_Source records:_
<<<<

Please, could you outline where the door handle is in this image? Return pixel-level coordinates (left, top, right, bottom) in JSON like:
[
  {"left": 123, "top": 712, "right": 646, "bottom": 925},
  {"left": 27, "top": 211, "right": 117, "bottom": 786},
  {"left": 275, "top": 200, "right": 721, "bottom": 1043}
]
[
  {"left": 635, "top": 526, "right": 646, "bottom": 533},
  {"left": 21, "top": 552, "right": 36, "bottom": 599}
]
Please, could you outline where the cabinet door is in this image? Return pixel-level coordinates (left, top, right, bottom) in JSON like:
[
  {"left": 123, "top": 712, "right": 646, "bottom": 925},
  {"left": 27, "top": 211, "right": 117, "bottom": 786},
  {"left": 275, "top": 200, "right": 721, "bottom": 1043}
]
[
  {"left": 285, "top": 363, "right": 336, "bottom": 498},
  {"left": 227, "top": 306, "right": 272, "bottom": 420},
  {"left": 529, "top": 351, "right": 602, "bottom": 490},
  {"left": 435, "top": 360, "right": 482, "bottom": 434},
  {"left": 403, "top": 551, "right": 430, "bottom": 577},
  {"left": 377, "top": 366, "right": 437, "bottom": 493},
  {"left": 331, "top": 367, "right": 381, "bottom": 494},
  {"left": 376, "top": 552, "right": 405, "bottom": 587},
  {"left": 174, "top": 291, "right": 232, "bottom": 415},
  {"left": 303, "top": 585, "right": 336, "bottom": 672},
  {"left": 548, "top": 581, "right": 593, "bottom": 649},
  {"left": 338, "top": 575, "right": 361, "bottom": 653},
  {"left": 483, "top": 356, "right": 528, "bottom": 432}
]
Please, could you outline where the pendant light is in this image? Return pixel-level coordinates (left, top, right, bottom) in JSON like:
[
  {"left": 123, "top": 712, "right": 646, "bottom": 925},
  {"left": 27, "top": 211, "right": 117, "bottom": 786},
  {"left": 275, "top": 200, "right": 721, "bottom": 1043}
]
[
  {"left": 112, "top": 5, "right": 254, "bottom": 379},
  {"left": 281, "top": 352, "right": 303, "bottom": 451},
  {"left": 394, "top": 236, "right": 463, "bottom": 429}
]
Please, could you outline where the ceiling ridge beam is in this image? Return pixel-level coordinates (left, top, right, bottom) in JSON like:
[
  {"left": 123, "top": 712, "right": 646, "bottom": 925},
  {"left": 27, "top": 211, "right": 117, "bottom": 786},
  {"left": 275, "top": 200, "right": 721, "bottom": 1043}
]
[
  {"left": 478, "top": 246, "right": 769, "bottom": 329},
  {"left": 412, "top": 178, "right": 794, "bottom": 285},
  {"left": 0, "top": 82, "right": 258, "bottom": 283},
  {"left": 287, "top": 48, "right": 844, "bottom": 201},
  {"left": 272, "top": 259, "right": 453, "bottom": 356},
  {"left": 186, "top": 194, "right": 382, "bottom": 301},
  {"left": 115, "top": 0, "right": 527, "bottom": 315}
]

>>>>

_Exercise goal:_
Each line above should appear again, reproduced exactly.

_Response area:_
Please, could you outline where the door handle is in this image? Return pixel-level coordinates (left, top, right, bottom) in JSON like:
[
  {"left": 123, "top": 712, "right": 646, "bottom": 925},
  {"left": 27, "top": 211, "right": 117, "bottom": 786},
  {"left": 275, "top": 200, "right": 721, "bottom": 1043}
]
[
  {"left": 635, "top": 526, "right": 646, "bottom": 533},
  {"left": 21, "top": 552, "right": 36, "bottom": 599}
]
Please, could you outline where the cabinet door is in this image? Return pixel-level coordinates (left, top, right, bottom) in JSON like:
[
  {"left": 123, "top": 712, "right": 646, "bottom": 925},
  {"left": 27, "top": 211, "right": 117, "bottom": 786},
  {"left": 275, "top": 200, "right": 721, "bottom": 1043}
]
[
  {"left": 285, "top": 363, "right": 336, "bottom": 498},
  {"left": 227, "top": 306, "right": 272, "bottom": 420},
  {"left": 529, "top": 351, "right": 602, "bottom": 490},
  {"left": 435, "top": 360, "right": 482, "bottom": 434},
  {"left": 403, "top": 551, "right": 430, "bottom": 577},
  {"left": 377, "top": 366, "right": 437, "bottom": 493},
  {"left": 331, "top": 367, "right": 381, "bottom": 494},
  {"left": 376, "top": 552, "right": 405, "bottom": 587},
  {"left": 174, "top": 291, "right": 232, "bottom": 415},
  {"left": 303, "top": 585, "right": 336, "bottom": 672},
  {"left": 548, "top": 581, "right": 593, "bottom": 649},
  {"left": 338, "top": 575, "right": 361, "bottom": 653},
  {"left": 483, "top": 356, "right": 528, "bottom": 432}
]
Please, could you outline where the pendant light is in this image? Return pixel-level coordinates (left, top, right, bottom) in JSON like:
[
  {"left": 123, "top": 712, "right": 646, "bottom": 925},
  {"left": 27, "top": 211, "right": 117, "bottom": 786},
  {"left": 275, "top": 200, "right": 721, "bottom": 1043}
]
[
  {"left": 112, "top": 5, "right": 254, "bottom": 379},
  {"left": 281, "top": 352, "right": 303, "bottom": 451},
  {"left": 394, "top": 236, "right": 463, "bottom": 429}
]
Please, could you outline where the ceiling ridge beam is in this image? Return pixel-level coordinates (left, top, right, bottom) in JSON like:
[
  {"left": 123, "top": 712, "right": 646, "bottom": 925},
  {"left": 27, "top": 211, "right": 117, "bottom": 786},
  {"left": 275, "top": 200, "right": 721, "bottom": 1043}
]
[
  {"left": 478, "top": 246, "right": 769, "bottom": 329},
  {"left": 412, "top": 178, "right": 794, "bottom": 285},
  {"left": 0, "top": 82, "right": 258, "bottom": 283},
  {"left": 287, "top": 48, "right": 844, "bottom": 201},
  {"left": 272, "top": 259, "right": 453, "bottom": 356},
  {"left": 186, "top": 194, "right": 382, "bottom": 301},
  {"left": 115, "top": 0, "right": 527, "bottom": 315}
]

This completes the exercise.